_Records on locating named things:_
----
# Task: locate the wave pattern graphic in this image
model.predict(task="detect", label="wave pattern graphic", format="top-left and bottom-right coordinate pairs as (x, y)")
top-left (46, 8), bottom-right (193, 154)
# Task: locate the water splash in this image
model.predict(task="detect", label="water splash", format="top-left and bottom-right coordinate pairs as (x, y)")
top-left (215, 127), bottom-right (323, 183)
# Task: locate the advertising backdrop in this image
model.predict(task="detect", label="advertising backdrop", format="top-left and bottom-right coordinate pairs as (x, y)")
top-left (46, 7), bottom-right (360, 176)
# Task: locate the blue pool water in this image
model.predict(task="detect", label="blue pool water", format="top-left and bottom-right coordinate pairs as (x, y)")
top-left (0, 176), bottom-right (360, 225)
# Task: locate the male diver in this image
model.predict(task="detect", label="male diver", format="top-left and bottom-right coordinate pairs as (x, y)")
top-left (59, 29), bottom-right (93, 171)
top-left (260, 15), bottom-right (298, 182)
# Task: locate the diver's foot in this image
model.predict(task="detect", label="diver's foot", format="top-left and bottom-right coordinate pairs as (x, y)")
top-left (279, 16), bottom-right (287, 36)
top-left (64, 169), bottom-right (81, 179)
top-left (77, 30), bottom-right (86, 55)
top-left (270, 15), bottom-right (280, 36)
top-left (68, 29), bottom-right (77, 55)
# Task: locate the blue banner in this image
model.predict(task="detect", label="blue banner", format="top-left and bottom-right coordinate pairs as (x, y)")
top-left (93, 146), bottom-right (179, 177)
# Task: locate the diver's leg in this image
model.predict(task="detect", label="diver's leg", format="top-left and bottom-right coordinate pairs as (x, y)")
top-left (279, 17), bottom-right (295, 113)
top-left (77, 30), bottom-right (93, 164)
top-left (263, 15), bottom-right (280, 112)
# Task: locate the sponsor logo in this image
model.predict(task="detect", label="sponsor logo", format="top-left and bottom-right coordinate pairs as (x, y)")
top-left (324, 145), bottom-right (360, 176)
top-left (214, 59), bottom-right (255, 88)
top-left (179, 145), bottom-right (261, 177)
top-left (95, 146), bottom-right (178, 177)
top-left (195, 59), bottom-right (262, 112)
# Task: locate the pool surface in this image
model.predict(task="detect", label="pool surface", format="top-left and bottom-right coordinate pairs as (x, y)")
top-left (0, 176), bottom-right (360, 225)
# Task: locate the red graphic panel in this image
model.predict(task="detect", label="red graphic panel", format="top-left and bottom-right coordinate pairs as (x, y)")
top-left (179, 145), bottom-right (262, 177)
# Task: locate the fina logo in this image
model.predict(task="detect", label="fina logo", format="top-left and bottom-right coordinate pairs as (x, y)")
----
_WHAT THE TASK ASKS:_ Please express the records above as a JSON list of strings, one string per line, leaving out any blank lines.

_SOLUTION TO THIS TASK:_
[
  "# Task: locate the wave pattern graphic in this image",
  "model.predict(task=\"detect\", label=\"wave pattern graphic\", format=\"top-left and bottom-right coordinate pairs as (x, y)\")",
  "top-left (46, 8), bottom-right (193, 154)",
  "# Task: locate the water splash in this image",
  "model.predict(task=\"detect\", label=\"water splash\", format=\"top-left and bottom-right coordinate pairs as (x, y)\")",
  "top-left (215, 127), bottom-right (323, 183)",
  "# Task: locate the advertising backdrop in this image",
  "model.predict(task=\"detect\", label=\"advertising backdrop\", format=\"top-left and bottom-right coordinate pairs as (x, y)\")",
  "top-left (46, 7), bottom-right (360, 176)",
  "# Task: locate the blue pool water in this image",
  "model.predict(task=\"detect\", label=\"blue pool water\", format=\"top-left and bottom-right coordinate pairs as (x, y)\")",
  "top-left (0, 176), bottom-right (360, 225)",
  "# Task: locate the male diver in this image",
  "model.predict(task=\"detect\", label=\"male diver\", format=\"top-left and bottom-right coordinate pairs as (x, y)\")",
  "top-left (59, 29), bottom-right (93, 171)",
  "top-left (260, 15), bottom-right (298, 182)",
  "# Task: locate the diver's foot in this image",
  "model.predict(task=\"detect\", label=\"diver's foot\", format=\"top-left and bottom-right coordinate pairs as (x, y)\")",
  "top-left (279, 16), bottom-right (287, 36)",
  "top-left (64, 169), bottom-right (81, 179)",
  "top-left (77, 30), bottom-right (86, 55)",
  "top-left (270, 15), bottom-right (280, 36)",
  "top-left (68, 29), bottom-right (77, 55)",
  "# Task: locate the blue banner in this image",
  "model.predict(task=\"detect\", label=\"blue banner\", format=\"top-left and bottom-right coordinate pairs as (x, y)\")",
  "top-left (93, 146), bottom-right (179, 177)",
  "# Task: locate the diver's leg in this image",
  "model.predict(task=\"detect\", label=\"diver's leg\", format=\"top-left and bottom-right coordinate pairs as (x, y)\")",
  "top-left (279, 17), bottom-right (295, 113)",
  "top-left (77, 30), bottom-right (93, 164)",
  "top-left (263, 15), bottom-right (280, 112)",
  "# Task: locate the sponsor logo in this image",
  "model.predict(task=\"detect\", label=\"sponsor logo\", format=\"top-left and bottom-right coordinate pairs as (x, y)\")",
  "top-left (324, 145), bottom-right (360, 176)",
  "top-left (214, 59), bottom-right (255, 88)",
  "top-left (179, 145), bottom-right (261, 177)",
  "top-left (95, 146), bottom-right (178, 177)",
  "top-left (195, 59), bottom-right (262, 112)",
  "# Task: locate the pool surface in this image",
  "model.predict(task=\"detect\", label=\"pool surface\", format=\"top-left and bottom-right coordinate pairs as (x, y)\")",
  "top-left (0, 176), bottom-right (360, 225)",
  "# Task: locate the red graphic panel in this image",
  "model.predict(task=\"detect\", label=\"red graphic panel\", format=\"top-left and bottom-right coordinate pairs as (x, y)\")",
  "top-left (179, 145), bottom-right (262, 177)",
  "# Task: locate the fina logo in this image",
  "model.predict(task=\"detect\", label=\"fina logo\", format=\"top-left and bottom-right coordinate pairs as (x, y)\")"
]